Output everything in the data exactly, leaving the pictures out.

========

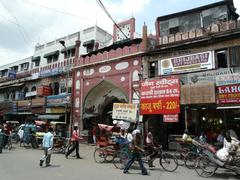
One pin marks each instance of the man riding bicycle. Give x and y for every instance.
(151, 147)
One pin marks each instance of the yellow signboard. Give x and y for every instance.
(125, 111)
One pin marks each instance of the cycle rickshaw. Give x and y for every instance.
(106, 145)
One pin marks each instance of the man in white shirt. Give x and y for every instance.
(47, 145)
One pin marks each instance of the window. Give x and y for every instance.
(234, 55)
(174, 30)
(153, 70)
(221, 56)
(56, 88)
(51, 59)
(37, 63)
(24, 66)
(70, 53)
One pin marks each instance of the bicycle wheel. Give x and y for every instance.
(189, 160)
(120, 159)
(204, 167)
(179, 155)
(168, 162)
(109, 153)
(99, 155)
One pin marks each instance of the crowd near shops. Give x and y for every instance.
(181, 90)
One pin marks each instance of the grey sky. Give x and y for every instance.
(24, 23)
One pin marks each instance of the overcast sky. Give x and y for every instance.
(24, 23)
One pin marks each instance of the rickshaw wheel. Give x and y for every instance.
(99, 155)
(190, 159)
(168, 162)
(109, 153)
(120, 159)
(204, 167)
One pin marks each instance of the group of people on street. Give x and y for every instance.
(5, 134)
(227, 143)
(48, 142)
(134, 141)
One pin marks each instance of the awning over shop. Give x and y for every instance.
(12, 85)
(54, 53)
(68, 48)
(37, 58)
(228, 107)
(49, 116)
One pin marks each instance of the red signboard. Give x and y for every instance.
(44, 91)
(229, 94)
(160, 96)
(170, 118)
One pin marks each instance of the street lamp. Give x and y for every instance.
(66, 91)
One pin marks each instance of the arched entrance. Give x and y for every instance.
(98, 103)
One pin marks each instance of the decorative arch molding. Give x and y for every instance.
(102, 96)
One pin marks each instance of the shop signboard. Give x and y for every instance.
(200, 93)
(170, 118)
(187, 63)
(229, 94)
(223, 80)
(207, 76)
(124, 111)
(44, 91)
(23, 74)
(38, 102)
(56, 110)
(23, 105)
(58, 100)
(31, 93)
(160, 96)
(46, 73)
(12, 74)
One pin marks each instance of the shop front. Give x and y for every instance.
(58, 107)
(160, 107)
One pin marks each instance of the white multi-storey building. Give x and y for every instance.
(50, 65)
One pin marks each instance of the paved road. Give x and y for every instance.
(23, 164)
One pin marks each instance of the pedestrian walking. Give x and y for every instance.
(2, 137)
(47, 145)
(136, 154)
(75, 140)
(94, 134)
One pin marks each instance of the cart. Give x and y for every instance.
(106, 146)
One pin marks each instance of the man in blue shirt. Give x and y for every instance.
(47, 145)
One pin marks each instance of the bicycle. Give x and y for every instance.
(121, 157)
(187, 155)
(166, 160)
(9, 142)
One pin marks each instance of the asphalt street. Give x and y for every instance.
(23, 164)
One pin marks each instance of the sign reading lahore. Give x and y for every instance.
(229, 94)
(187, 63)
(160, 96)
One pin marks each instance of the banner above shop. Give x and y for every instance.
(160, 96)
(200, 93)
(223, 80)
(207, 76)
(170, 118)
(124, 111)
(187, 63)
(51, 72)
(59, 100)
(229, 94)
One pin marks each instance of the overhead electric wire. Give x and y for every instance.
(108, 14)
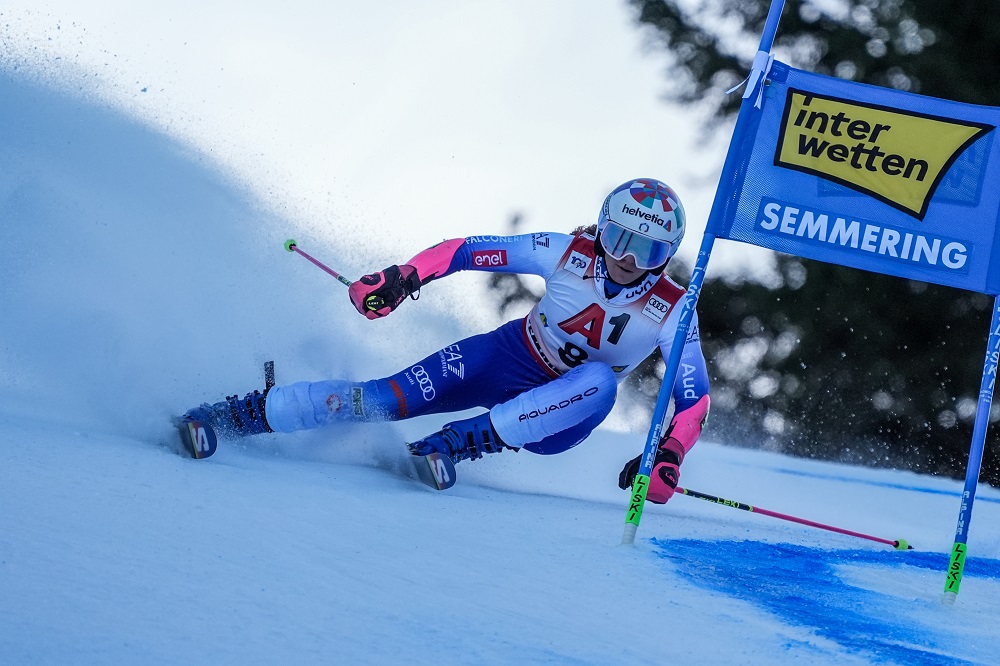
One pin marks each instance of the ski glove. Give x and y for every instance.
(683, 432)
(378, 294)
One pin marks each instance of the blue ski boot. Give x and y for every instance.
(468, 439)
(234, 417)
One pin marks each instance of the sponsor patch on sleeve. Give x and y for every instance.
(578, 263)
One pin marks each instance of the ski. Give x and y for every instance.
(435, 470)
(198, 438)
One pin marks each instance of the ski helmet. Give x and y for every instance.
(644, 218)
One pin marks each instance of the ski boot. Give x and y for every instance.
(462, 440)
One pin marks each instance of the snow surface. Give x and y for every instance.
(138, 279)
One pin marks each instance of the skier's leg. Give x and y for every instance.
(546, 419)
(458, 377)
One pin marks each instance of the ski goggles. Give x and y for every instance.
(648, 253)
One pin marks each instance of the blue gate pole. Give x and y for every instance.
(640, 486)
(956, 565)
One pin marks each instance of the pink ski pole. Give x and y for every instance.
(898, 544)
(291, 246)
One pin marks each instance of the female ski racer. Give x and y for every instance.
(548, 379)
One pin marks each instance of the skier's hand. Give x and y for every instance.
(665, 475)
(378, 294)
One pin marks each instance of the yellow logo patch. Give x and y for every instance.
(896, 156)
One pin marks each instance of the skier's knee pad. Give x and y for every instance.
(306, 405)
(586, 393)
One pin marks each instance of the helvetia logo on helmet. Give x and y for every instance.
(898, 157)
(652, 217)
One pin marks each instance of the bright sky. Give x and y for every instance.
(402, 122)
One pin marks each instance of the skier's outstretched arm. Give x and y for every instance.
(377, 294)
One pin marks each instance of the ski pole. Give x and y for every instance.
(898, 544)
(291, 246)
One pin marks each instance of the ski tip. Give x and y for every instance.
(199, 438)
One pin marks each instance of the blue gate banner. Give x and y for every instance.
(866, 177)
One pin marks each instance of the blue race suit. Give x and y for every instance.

========

== Answer space ==
One pin marks each instance of the man riding bicycle. Give x and y for every instance.
(151, 147)
One pin marks each instance of the yellow signboard. Give x and y for every instance.
(125, 111)
One pin marks each instance of the cycle rickshaw. Give x and y for every instance.
(106, 145)
One pin marks each instance of the man in white shirt. Give x and y for every instance.
(47, 145)
One pin marks each instance of the window. Give x and y for every instance.
(234, 55)
(174, 30)
(153, 70)
(221, 56)
(56, 88)
(51, 59)
(37, 63)
(24, 66)
(70, 53)
One pin marks each instance of the bicycle wheel. Give x and y for every instance.
(189, 160)
(120, 159)
(204, 167)
(179, 155)
(168, 162)
(109, 153)
(99, 155)
One pin marks each instance of the crowd near shops. Give x and y for every instance.
(181, 90)
One pin marks each instance of the grey sky. Give x and y for every instance.
(24, 23)
One pin marks each instance of the overcast sky. Give x and y for every instance.
(24, 23)
One pin marks each instance of the rickshaw wheel. Give x and y for every instance.
(99, 155)
(190, 159)
(168, 162)
(109, 153)
(120, 159)
(204, 167)
One pin marks each instance of the group of people on street. Give x and y for every instance.
(5, 134)
(227, 143)
(48, 142)
(134, 141)
One pin marks each instance of the awning over shop. Give x and y for every instance.
(12, 85)
(54, 53)
(68, 48)
(37, 58)
(228, 107)
(49, 116)
One pin marks each instance of the red signboard. Give x and y for every instance.
(44, 91)
(229, 94)
(160, 96)
(170, 118)
One pin marks each instance of the street lamp. Give x and y for every instance.
(66, 91)
One pin marks each instance of the arched entrance. Give x and y for every instance.
(98, 103)
One pin marks each instance of the decorative arch molding. Give x and y for every instance.
(102, 96)
One pin marks each instance of the shop signboard. Give x and y for every instance.
(200, 93)
(170, 118)
(187, 63)
(229, 94)
(223, 80)
(207, 76)
(124, 111)
(44, 91)
(23, 74)
(38, 102)
(56, 110)
(23, 105)
(58, 100)
(31, 93)
(160, 96)
(46, 73)
(12, 74)
One pin marks each instance of the shop front. Give x and y for every instance.
(58, 107)
(160, 107)
One pin marks each instance of the white multi-storey building. Give x and y for every instance.
(50, 65)
One pin marks each instance of the paved road. Give x and y for every instance.
(23, 164)
One pin marks each instance of the pedestrian walking. Give x and y for every instance.
(2, 137)
(47, 145)
(136, 154)
(75, 140)
(94, 134)
One pin marks each instance of the cart. Give x and y for every instance.
(106, 146)
One pin marks each instance of the man in blue shirt. Give x and y for every instance.
(47, 145)
One pin marks each instance of the bicycle. Give x and y for every instance.
(121, 157)
(187, 155)
(166, 160)
(9, 142)
One pin marks each instance of the asphalt street. Give x and y for every instance.
(23, 164)
One pin marks each instance of the sign reading lahore. Give x and y for every instance.
(229, 94)
(187, 63)
(160, 96)
One pin marks each instance of the banner above shop. Give x and y for every instance.
(160, 96)
(200, 93)
(223, 80)
(207, 76)
(170, 118)
(124, 111)
(187, 63)
(51, 72)
(59, 100)
(229, 94)
One pin marks each instance of the overhead electric wire. Give x and y for every instance.
(108, 14)
One pin marks each instance of the ski glove. Give x and y for every instance.
(683, 432)
(378, 294)
One pin marks each instance of the blue ski boot. Give x and y for every instance.
(468, 439)
(234, 417)
One pin marks each instance of the sponsor patch on sleeve. Give x and y for every instance.
(578, 263)
One pin marks each instance of the ski. Give x and y for every instance.
(435, 470)
(198, 438)
One pin marks each instance of the ski helmet. Give x and y for every instance.
(644, 218)
One pin marks each instance of the ski boot. Give x and y for every instance.
(462, 440)
One pin marks each instance of the snow surface. Give x and y for every instance.
(138, 279)
One pin marks each instance of the skier's leg. Give x and y for every instance.
(546, 419)
(458, 377)
One pin marks each instance of the ski goggles. Give x and y for every instance.
(648, 253)
One pin marks each instance of the blue gate pole. Give x and y for every instance.
(640, 486)
(956, 565)
One pin marks each instance of the pink ski pole. Give x and y for every instance.
(898, 544)
(291, 246)
One pin marks each instance of the female ski racer. Give x and y for every instance.
(548, 379)
One pin marks each instance of the skier's hand. Give x and y for every instance.
(665, 475)
(378, 294)
One pin marks each instance of the yellow logo patch. Give x and y for every instance.
(896, 156)
One pin marks each instance of the skier's knee pad. Give x and y for every instance.
(306, 405)
(586, 393)
One pin marks each instance of the helvetia logo on helmet. Give x and y for every instance.
(898, 157)
(652, 217)
One pin marks each instance of the bright sky. Give x and y for every instance.
(402, 122)
One pin marks each instance of the skier's outstretched arm. Give x and y for every instance.
(377, 294)
One pin marks each instance of the ski pole. Give x and y for every instance.
(898, 544)
(291, 246)
One pin marks each instance of the ski tip. Give x and y for every instance.
(199, 438)
One pin marks each instance of the blue gate banner. Give x and y for every instance.
(866, 177)
One pin marks each instance of the blue race suit. Give x and y for every instance.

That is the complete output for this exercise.